§ Requirement
Each entry below is to be duplicated verbatim.

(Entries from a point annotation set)
^^^^^^^^
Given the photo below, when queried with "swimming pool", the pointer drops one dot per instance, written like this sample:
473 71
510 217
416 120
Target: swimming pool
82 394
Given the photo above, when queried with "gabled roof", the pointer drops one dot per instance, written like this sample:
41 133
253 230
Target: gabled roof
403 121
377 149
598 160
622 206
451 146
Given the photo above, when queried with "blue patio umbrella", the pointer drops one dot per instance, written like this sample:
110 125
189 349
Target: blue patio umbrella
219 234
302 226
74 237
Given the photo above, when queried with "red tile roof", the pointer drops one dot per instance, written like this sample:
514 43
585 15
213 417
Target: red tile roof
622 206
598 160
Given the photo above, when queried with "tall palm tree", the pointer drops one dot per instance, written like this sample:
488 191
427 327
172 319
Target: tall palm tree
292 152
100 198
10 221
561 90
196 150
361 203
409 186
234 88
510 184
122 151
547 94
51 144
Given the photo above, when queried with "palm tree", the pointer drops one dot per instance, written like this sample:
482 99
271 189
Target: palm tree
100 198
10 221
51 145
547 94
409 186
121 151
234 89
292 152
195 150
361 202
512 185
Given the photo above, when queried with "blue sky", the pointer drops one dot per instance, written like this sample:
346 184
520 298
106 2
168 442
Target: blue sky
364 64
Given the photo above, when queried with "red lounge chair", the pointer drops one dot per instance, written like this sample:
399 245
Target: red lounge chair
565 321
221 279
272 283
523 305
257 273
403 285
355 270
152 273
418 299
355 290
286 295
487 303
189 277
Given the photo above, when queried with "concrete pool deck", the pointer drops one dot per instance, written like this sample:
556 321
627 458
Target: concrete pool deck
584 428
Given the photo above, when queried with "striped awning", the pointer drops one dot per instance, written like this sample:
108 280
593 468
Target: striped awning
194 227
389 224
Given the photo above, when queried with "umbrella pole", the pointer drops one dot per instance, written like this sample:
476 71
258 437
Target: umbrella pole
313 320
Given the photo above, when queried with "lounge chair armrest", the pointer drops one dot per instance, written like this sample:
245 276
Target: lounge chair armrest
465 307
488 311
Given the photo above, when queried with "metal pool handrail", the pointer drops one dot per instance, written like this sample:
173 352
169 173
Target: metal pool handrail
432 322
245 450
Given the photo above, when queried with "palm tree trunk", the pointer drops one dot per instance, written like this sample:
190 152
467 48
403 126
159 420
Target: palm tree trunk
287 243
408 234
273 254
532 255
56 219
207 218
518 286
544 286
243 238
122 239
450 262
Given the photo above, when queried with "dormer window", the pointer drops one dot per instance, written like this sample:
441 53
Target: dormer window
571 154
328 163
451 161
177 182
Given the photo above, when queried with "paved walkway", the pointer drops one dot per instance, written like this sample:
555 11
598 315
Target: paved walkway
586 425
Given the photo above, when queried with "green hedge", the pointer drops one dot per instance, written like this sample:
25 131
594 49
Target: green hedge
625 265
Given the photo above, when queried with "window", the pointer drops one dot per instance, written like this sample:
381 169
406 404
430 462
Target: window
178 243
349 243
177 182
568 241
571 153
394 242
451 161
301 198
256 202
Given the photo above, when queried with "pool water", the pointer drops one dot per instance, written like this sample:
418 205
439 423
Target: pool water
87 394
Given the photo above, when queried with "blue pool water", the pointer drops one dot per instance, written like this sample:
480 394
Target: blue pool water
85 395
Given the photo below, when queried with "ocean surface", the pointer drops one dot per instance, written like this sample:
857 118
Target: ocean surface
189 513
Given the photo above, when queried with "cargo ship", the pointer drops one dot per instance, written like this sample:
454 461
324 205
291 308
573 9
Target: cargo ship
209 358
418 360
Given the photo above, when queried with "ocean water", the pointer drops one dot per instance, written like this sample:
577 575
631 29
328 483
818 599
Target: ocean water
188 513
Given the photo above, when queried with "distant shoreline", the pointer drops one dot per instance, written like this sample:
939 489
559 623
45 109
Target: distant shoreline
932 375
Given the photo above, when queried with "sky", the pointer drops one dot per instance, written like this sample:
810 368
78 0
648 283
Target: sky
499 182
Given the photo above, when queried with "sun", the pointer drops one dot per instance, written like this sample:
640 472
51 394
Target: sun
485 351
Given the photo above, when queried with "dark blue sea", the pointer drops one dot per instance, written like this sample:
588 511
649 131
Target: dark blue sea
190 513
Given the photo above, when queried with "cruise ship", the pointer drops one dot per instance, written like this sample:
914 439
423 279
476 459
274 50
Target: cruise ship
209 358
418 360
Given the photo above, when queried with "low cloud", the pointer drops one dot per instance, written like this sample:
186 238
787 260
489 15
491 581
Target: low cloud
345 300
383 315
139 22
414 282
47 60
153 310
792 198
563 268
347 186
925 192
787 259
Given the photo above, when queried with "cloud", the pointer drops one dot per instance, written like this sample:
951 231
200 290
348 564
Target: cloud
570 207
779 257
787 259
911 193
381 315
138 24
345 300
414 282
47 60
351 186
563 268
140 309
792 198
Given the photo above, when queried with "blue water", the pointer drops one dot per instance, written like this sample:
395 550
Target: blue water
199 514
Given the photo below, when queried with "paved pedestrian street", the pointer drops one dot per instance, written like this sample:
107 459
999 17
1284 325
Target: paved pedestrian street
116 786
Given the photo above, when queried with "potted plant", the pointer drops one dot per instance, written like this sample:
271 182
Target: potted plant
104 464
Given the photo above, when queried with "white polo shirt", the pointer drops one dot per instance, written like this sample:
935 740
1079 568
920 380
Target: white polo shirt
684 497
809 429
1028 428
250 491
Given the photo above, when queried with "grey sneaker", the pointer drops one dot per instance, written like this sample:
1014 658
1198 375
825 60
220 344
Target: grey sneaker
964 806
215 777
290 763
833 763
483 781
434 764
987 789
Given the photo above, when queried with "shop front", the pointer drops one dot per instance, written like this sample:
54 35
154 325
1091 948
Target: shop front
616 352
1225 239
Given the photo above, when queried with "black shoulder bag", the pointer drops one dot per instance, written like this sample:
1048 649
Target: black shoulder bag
^^^^^^^^
§ The solution
Given the photo below, when queried with "swimming pool", the pointer drops one dot per instance, written like this sample:
473 71
510 217
416 120
Target: swimming pool
82 394
Given the photo above, when queried with "gabled roof", the pointer drops one dot per instance, written like this sample:
41 133
253 230
Target: gabled roof
403 121
377 149
598 160
622 206
451 146
Given the photo above, when queried with "blue patio umbrella", the pointer drops one dot per instance, written like this sample:
110 125
189 349
Target: blue patio umbrella
219 234
302 226
74 237
Given the photo above, when queried with "red tile roof", the pointer drops one dot per instance, written like this sample:
514 43
585 15
213 417
Target: red tile roof
622 206
598 160
Given the photo above, when queried with "tall palm tree", the pointer drops one dot per instance, written like this sample:
488 191
427 327
172 319
Target: tall palm tree
292 152
100 198
10 221
561 90
196 150
361 203
409 186
234 88
510 184
122 151
547 94
51 144
Given the photo above, when queried with "palm tree", the pointer drops one dot per instance, written like this sample:
482 99
271 189
Target: palm tree
100 198
10 221
51 145
547 94
409 186
121 151
234 89
292 152
195 150
361 202
512 185
Given the photo above, when queried with "blue sky", the pointer drops one dot per instance, written like this sample:
346 184
520 298
106 2
168 442
Target: blue sky
364 64
Given the photo above, when queried with "red lounge chair", the pointer drops one dot per instance, written like this sample:
399 245
Target: red lounge chair
565 321
221 279
272 283
523 305
257 273
403 285
355 270
152 273
418 299
355 290
286 295
487 303
189 277
Given the photo above, when queried with "concrete pool deck", the pointer drops one dot per instance, written like this sample:
556 321
627 458
Target: concrete pool deck
584 428
Given the photo above, when queried with "striped awning", the pointer drops one dot per instance, written like this sample:
108 280
593 468
Target: striped awning
194 227
389 224
Given the photo above, when queried with "umbrella pole", the pointer drops one dot per instance, written like this sample:
476 71
258 437
Target: umbrella pole
313 320
Given the photo above, when queried with "lounge chair armrest", the pointer drops one dot per instance, written like this sample:
245 276
Target: lounge chair armrest
465 307
488 311
Given the photo above, when queried with "metal pool handrail", the pointer drops one dot per instance, written like this sample:
173 352
169 173
Target: metal pool handrail
432 322
245 450
Given the photo above, when queried with "palm tree trunk", the pointer drops one dot per instance, written like this sample:
190 152
467 48
403 126
159 420
Target: palm tree trunk
287 243
408 234
273 254
532 255
56 219
207 218
518 286
544 286
243 238
122 239
450 262
Given the photo above, when queried with "dormer window", the pointer drops one dot per instance, written like this sample:
441 53
Target: dormer window
571 154
328 163
451 161
177 182
Given the photo above, when queried with "paved walkway", the pointer drops one dot per instance, written like this sample:
555 11
598 315
Target: paved walkway
586 425
Given the photo above, when queried with "green hedge", the pointer drops one dot per instance, written like this sample:
25 131
594 49
Target: green hedge
625 265
Given the photo above, when queried with "window", the pointer drops one dot per instance, written like this sample:
381 169
406 404
430 462
Target: window
178 243
349 243
177 182
568 241
571 153
394 242
451 161
301 198
256 202
Given the photo above, when queried with "pool water", the pointer drops one dot per instance, written like this sample:
418 205
439 423
Target: pool water
87 394
Given the photo above, when queried with "blue pool water", the pointer drops one dot per instance, written like this sample:
480 394
Target: blue pool water
85 395
Given the photo below, when queried with "ocean surface", the pointer drops one dot per instance, written like this sample:
857 118
Target: ocean surface
189 513
Given the photo above, when queried with "cargo ship", the pointer drops one dot per instance, written like this sample:
454 461
324 205
291 308
573 9
Target: cargo ship
209 358
418 360
Given the photo above, when queried with "ocean water", the pointer drops one dot per instance, written like this sample:
577 575
631 29
328 483
818 599
Target: ocean water
188 513
Given the photo above, when queried with "distant shoreline", the pointer drops one dot per instance, written like this sample:
939 489
559 623
45 109
Target: distant shoreline
932 375
Given the photo above, when queried with "sky", the pointer drops one dot per instance, written like this sample:
810 368
78 0
648 283
Target: sky
499 182
Given the photo above, when queried with "sun", the pointer drops one dot per instance, written like this sample:
640 472
51 394
Target: sun
485 351
Given the photo above, when queried with "dark blue sea", the pointer drops one dot per instance, written like this sample:
588 511
649 131
Target: dark blue sea
190 513
Given the photo above, when queried with "cruise ship", the pointer drops one dot per instance, written like this sample:
914 439
423 279
476 459
274 50
Target: cruise ship
209 358
418 360
Given the photo above, when queried with "low cloud", the pointer drops one dot per instance, written like this sample:
186 238
787 260
489 15
491 581
Target: low cloud
345 300
383 315
139 22
414 282
47 60
153 310
792 198
563 268
347 186
925 192
787 259
Given the photo above, when queried with "cloud", the pointer drops one dot per instance, written like this sample:
951 231
200 290
348 564
Target: cloud
570 207
779 257
787 259
911 193
381 315
138 24
345 300
414 282
47 60
351 186
563 268
140 309
792 198
Given the photo above, when queried with "blue water", the pointer drops one dot per instance, written like this sample:
395 550
Target: blue water
199 514
Given the photo below, when queried with "paved pedestrian street", the pointer drops one dot per instance, written like this sample:
107 459
999 17
1284 325
Target: paved pedestrian street
116 786
Given the photo above, when queried with "potted plant", the pointer drops one dot per instance, written like this sample:
271 182
Target: potted plant
104 464
Given the photo above, when queried with "white polo shirt", the pointer drops one dot per instance, written like this sample:
935 740
1079 568
920 380
Target: white polo shirt
684 497
809 429
1028 428
250 491
Given the photo above, when queried with "grey sneaker", the pointer drops one dot per instance, written like this sample:
1014 658
1198 375
825 60
220 344
Target: grey sneaker
964 806
215 777
290 763
833 763
483 781
434 764
987 789
Given the photo above, when queried with "shop front", the pointer drops one dot per instance, written like this sample:
54 35
154 325
1091 948
Target: shop front
616 352
1225 239
Given the photo above, when queried with "black shoulder bag", the pointer drops one dot per instance, written like this sample:
1048 649
Target: black shoulder bag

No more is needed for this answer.